■ WORK ITEM: Isolate every line in the records below with "caribou" in it.

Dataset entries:
********
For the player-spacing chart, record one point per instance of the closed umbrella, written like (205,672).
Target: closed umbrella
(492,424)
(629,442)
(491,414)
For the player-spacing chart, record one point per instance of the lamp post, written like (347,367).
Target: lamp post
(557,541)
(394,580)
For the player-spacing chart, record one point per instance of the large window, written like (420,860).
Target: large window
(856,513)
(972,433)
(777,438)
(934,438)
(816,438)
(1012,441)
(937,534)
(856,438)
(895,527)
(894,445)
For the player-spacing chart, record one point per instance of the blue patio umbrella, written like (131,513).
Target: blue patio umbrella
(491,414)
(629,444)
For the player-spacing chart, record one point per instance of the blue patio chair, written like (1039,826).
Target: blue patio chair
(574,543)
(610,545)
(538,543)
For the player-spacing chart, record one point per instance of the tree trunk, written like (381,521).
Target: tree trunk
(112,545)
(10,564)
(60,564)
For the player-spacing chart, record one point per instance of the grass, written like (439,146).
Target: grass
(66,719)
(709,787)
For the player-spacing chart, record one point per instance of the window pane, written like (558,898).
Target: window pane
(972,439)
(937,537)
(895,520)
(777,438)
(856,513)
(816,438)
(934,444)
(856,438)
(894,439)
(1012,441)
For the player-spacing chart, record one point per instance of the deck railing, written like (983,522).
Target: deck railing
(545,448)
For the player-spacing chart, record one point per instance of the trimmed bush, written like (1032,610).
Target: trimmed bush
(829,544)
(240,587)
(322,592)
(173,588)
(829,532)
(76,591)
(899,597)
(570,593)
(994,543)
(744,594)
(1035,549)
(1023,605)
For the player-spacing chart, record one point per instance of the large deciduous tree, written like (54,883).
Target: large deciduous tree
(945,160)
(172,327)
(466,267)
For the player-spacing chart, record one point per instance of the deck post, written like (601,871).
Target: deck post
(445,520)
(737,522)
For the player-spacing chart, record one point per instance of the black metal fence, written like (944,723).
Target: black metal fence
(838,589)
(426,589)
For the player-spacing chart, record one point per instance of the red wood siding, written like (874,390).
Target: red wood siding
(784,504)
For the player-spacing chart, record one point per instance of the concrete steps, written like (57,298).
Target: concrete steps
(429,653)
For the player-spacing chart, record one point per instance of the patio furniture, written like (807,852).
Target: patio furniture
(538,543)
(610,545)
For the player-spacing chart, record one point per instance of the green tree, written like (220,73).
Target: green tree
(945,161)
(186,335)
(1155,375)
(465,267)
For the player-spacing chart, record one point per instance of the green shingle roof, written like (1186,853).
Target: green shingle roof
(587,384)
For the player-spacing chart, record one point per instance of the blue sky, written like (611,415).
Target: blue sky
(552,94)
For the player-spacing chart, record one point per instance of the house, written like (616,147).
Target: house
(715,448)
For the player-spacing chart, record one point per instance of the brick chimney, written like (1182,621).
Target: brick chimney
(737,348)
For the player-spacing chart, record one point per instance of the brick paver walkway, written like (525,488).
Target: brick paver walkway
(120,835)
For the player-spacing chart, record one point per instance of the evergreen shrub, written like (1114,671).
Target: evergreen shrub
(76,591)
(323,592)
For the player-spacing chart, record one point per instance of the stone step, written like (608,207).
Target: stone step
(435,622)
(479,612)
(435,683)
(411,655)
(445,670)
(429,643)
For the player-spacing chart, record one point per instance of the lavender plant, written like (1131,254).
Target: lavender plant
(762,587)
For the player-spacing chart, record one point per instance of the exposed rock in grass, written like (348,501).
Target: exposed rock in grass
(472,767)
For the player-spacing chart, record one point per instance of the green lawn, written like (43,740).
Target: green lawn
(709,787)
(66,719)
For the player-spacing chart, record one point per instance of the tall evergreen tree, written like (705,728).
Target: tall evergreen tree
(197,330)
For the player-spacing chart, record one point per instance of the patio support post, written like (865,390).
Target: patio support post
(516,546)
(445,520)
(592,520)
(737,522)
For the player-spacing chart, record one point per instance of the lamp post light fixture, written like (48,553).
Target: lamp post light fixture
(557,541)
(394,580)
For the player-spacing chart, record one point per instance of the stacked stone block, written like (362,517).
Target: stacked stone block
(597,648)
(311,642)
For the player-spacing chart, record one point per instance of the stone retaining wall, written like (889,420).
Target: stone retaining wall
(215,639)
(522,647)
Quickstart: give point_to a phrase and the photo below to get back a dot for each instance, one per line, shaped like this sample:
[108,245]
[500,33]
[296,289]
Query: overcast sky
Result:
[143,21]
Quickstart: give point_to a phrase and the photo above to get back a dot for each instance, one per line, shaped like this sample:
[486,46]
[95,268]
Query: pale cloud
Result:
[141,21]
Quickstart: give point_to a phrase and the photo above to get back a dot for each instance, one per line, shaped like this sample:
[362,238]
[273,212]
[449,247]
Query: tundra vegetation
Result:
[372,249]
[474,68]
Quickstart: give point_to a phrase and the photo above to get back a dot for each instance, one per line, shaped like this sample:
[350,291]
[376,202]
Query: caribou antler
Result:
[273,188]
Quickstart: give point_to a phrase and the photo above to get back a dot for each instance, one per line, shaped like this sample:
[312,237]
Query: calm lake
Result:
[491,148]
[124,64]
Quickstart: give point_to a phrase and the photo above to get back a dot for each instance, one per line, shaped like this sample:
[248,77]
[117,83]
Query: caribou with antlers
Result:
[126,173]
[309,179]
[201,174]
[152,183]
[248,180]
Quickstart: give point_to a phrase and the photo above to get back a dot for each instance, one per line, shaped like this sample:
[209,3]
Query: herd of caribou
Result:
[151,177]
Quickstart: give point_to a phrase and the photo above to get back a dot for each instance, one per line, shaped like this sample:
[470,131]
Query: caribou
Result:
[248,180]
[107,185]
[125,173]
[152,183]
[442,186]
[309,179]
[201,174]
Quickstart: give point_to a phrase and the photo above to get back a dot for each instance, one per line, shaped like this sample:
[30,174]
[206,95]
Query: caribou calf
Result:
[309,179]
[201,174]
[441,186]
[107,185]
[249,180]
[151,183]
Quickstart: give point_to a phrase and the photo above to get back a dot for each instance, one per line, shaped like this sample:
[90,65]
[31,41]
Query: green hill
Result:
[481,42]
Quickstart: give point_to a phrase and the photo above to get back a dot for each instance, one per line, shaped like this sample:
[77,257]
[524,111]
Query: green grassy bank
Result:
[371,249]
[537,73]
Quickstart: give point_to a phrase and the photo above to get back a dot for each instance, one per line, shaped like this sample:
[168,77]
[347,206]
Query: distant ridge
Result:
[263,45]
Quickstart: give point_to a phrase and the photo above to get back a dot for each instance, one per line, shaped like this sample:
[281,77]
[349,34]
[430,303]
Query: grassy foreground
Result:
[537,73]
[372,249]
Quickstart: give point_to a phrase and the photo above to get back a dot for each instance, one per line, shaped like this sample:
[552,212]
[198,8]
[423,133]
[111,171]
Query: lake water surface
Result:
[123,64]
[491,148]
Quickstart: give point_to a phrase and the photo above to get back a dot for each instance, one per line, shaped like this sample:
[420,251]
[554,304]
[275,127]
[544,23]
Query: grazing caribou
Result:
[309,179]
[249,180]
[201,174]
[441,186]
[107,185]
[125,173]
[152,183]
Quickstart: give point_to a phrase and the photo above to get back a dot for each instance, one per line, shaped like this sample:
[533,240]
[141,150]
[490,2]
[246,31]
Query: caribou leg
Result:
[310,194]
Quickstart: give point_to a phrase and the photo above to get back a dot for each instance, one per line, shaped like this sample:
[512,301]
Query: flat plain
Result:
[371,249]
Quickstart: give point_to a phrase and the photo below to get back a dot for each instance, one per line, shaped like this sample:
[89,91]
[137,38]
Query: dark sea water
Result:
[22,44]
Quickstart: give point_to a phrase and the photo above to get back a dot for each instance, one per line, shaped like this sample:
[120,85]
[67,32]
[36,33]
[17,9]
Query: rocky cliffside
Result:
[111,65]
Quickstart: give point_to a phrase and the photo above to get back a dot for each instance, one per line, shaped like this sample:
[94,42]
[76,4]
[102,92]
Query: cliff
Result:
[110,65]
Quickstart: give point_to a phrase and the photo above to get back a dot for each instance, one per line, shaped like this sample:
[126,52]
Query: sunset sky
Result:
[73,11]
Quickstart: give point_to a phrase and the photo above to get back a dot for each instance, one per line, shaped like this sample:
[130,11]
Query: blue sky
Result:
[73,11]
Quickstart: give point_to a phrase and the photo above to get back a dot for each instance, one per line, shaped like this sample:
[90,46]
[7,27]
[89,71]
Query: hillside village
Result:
********
■ EXERCISE OUTPUT:
Query: caribou antler
Query: caribou with antlers
Query: herd of caribou
Query: caribou
Query: caribou calf
Query: grazing caribou
Query: caribou leg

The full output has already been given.